◆ AIM:
Update the entries below by replacing "Place a dot" with "Put a point" throughout, leaving every other word and all answers unchanged. Omit the pictures from your output.
— start ENTRIES PROVIDED —
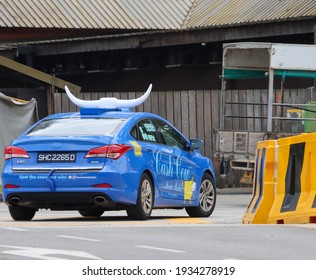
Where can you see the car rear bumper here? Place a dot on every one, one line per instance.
(61, 200)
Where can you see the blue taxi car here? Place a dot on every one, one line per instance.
(102, 159)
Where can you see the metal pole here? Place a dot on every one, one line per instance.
(270, 100)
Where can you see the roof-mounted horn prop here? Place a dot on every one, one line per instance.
(108, 103)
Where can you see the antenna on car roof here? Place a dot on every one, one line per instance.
(107, 103)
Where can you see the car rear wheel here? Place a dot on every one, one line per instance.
(207, 199)
(145, 200)
(19, 213)
(95, 213)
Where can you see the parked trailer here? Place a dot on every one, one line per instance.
(235, 147)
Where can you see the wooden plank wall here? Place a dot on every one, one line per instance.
(195, 113)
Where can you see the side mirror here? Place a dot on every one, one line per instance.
(195, 144)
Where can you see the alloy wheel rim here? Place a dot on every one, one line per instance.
(207, 195)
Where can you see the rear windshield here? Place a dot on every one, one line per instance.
(76, 127)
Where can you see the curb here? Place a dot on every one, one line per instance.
(234, 191)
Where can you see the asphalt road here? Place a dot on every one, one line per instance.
(168, 235)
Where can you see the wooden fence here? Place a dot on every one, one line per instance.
(197, 113)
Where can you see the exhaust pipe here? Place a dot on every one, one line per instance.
(100, 200)
(15, 200)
— end ENTRIES PROVIDED —
◆ FINAL RESULT:
Where can you see the car rear bumper here? Put a point on every one, one line per instance.
(61, 200)
Where can you see the blue taxi car here? Put a point on every one, one line per instance.
(102, 159)
Where can you see the metal pole here? Put a point on every one, one line per instance.
(270, 100)
Where can you see the roof-mounted horn prop here? Put a point on every one, one line per instance.
(108, 103)
Where can you see the antenna on car roof here? Put a point on every one, one line per instance.
(107, 103)
Where can you see the car rear wheel here? Put a point on every one, one line per instance.
(207, 199)
(145, 200)
(19, 213)
(95, 213)
Where can you see the parked trailer here? Put a point on every one, one line per instance.
(235, 147)
Where can you see the wooden plank wall here? Put a point on every one, one line per instance.
(195, 113)
Where can you see the side mirror here? Put a point on every one, one line per instance.
(195, 144)
Where can you see the alloy wheel rim here? Put a point on every one, one line per instance.
(207, 195)
Where can you see the rear windshield here? Put a point on every one, one line per instance.
(76, 127)
Where can you see the curb here? Put a point on every one, one line per instance.
(234, 191)
Where can you see the asphalt road here? Put a point on every one, one line per instance.
(168, 235)
Where can you see the wooden fence here? Put a point on every one, one line per instance.
(197, 113)
Where can you see the exhaust pipe here? Put a point on every one, one line per instance.
(100, 200)
(15, 200)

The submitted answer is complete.